# WHAT THIS TASK INVOLVES
Copy out all the records below, replacing "drop a point" with "place a marker" and keeping everything else the same. Leave the pictures out.

# DATA ENTRIES
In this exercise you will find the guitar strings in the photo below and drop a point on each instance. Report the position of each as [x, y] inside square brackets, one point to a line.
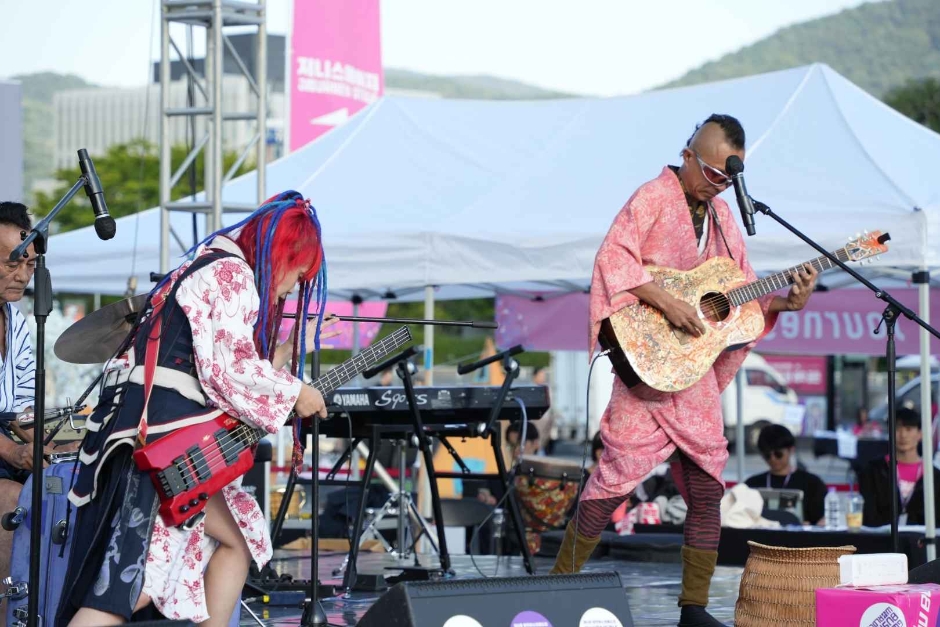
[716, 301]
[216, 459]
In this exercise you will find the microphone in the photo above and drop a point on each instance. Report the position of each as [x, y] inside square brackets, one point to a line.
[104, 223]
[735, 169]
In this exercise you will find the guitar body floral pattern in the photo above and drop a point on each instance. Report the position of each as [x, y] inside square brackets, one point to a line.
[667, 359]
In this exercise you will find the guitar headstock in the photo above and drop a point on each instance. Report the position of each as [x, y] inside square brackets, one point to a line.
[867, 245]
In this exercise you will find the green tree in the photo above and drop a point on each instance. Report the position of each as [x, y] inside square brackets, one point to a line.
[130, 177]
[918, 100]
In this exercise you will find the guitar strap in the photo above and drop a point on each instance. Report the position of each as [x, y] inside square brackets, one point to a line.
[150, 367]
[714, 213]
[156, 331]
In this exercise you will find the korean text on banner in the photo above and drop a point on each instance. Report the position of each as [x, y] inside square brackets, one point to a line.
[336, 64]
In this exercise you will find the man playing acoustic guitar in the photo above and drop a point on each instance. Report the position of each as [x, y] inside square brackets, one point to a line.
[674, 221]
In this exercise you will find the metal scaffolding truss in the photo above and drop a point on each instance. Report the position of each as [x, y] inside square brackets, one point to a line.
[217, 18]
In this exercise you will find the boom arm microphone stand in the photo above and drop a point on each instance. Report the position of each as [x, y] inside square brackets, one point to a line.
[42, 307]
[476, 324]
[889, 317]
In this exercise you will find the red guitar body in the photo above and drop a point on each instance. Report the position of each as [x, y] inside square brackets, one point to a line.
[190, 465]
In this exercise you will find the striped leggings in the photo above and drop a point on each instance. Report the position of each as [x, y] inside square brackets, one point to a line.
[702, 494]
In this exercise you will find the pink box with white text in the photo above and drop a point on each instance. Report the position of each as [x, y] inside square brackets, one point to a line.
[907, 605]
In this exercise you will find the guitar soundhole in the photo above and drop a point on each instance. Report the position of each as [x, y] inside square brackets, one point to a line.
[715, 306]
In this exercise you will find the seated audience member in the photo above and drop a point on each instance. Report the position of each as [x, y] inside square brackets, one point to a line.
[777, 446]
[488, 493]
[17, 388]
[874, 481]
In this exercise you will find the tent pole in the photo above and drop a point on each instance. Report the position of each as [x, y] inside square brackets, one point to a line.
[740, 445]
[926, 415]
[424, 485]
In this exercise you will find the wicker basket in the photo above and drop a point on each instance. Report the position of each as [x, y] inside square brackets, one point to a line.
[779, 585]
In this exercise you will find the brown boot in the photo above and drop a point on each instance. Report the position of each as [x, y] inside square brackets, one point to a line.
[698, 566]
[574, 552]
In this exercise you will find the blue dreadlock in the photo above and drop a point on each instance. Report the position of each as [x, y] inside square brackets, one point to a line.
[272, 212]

# FINAL RESULT
In this exercise you will find the guitar strings in the photo below and place a marker on each instance. Report the position of each as [x, y] inside square brackets, one point to a line.
[716, 301]
[216, 459]
In this exercise you will find the microphone in the photo above and place a marker on each instance. Report the position of each as [x, y] inside square brackets, one point to a line.
[104, 223]
[735, 169]
In this exercise you will find the guitar body floral pattern in the photo above and place a marker on each instance. Report the position of each as [x, y] inside square brackets, one point to a line.
[667, 359]
In this exercise you will find the guitar headstock in the photo above and place a marker on each instance. Report the position of each as [x, y] inside square brackets, one point to a line.
[867, 245]
In this exercise you will find the green tree in the photo above and place a marker on each instance. Report the position of each as [x, y] inside square brackets, one point to a line.
[130, 177]
[918, 100]
In this exercise you will find the guitar strap in the photo above and place a marker on each instance. Report the position of each as [x, y] inside square brackets, one point to a line.
[150, 367]
[714, 213]
[156, 331]
In this exercise you will find the korean text on banner in the photo above and place a marker on each instance. Report the position of each as [x, y] inside square brackets, one point to a line.
[336, 64]
In this exercise you will find the man playing acoustic guitar in the photo above and place a marker on each instance. Report the position of each as [x, y] inside square brackets, one point to a line.
[674, 221]
In this exercise you will find the metal scaffolding truss in the photo above and place a marker on each instance. Report the position of each as [x, y] inside square brackets, one point to a line.
[217, 18]
In this exercise you will find the boom arm microphone stand in the photo above and place a marker on each instance. Report the position of each as [x, y] inside square brackets, one point to a line.
[42, 307]
[476, 324]
[889, 317]
In this exercise you will find the red guitar body in the photo above and place a marker on each instance. Report the position of each as [x, y] inside square brackets, one point to a line.
[190, 465]
In this exercise you will find the striped leggings in the photo above and place a marker on each instance. Report the position of each as [x, y] inside square brackets, one point to a line.
[702, 494]
In this exercise you will find the pink box with white text in the photo above and place a marker on each instance. Report the position of each as [x, y] inside square brackets, one point to a line.
[907, 605]
In this exercise you will find the guitar soundhole in the photo above and place a marker on each instance. Report the position of each as [x, y] inside square brackets, one point to a line.
[715, 306]
In this exercise you will find the seated audience member in the photo above and place a marker on each instance. Report the position of each as [x, y] inside square brackets, one point to a line.
[777, 446]
[488, 493]
[17, 388]
[874, 481]
In this exercise you will find the tent pole in the photo above and place a marker on each instance. Report the position of each as [x, y] inside square brackets, one point to a line.
[740, 445]
[926, 415]
[424, 485]
In this exercise you will find the wicker basket in the photo above and place a marker on each instance. Report the position of each as [x, y] inside square brackets, one point to a line.
[779, 585]
In this exercise you will find the brown boot in the photo above and place a marker on each instance. Report the position of each as [x, y] inside square brackets, one point to a line.
[698, 566]
[574, 552]
In this exercise you will find the blue dreadlock in the photo above and place a marker on each instance. Report the position of each as [x, y] inside square brackets, one point to a line.
[272, 212]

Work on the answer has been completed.